Exercise instructions ▸
Rewrite the entries below as a numbered list, one line per item, leaving out blank lines and the pictures.
## begin Listing
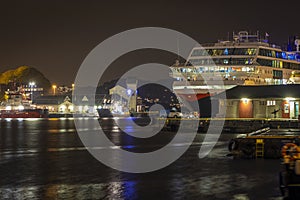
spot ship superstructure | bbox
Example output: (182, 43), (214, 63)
(170, 31), (300, 98)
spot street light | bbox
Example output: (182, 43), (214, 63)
(29, 82), (35, 103)
(52, 85), (56, 95)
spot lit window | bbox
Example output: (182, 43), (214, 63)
(267, 100), (276, 106)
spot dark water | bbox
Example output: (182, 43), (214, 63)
(0, 119), (281, 200)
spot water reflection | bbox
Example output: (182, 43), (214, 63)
(0, 119), (280, 200)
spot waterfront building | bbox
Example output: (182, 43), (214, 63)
(212, 84), (300, 119)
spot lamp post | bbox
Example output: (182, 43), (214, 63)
(29, 82), (35, 103)
(52, 85), (56, 95)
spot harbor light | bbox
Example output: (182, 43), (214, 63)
(126, 89), (132, 96)
(241, 98), (250, 104)
(52, 85), (57, 95)
(18, 105), (24, 110)
(284, 97), (296, 102)
(29, 82), (35, 103)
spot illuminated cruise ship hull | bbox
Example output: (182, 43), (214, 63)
(170, 31), (300, 98)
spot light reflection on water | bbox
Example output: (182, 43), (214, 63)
## end Listing
Solution for this exercise ▸
1. spot ship superstructure | bbox
2. Example output: (182, 43), (214, 63)
3. (170, 31), (300, 98)
4. spot street light | bbox
5. Example output: (182, 43), (214, 63)
6. (29, 82), (35, 103)
7. (52, 85), (56, 95)
8. spot lit window | bbox
9. Example output: (182, 43), (214, 63)
10. (267, 100), (276, 106)
11. spot dark water | bbox
12. Example output: (182, 43), (214, 63)
13. (0, 119), (281, 200)
14. spot water reflection | bbox
15. Example output: (182, 43), (214, 63)
16. (0, 119), (280, 200)
17. spot waterfront building | bbox
18. Example output: (182, 43), (214, 63)
19. (212, 84), (300, 119)
20. spot lamp post | bbox
21. Example output: (182, 43), (214, 63)
22. (29, 82), (35, 103)
23. (52, 85), (56, 95)
24. spot harbor light | bbox
25. Example output: (182, 43), (214, 63)
26. (126, 89), (132, 96)
27. (241, 98), (250, 104)
28. (52, 85), (57, 95)
29. (18, 105), (24, 110)
30. (284, 97), (296, 102)
31. (29, 82), (35, 103)
32. spot illuminated cruise ship hull | bbox
33. Example output: (182, 43), (214, 63)
34. (170, 31), (300, 98)
35. spot light reflection on water | bbox
36. Example output: (182, 43), (214, 63)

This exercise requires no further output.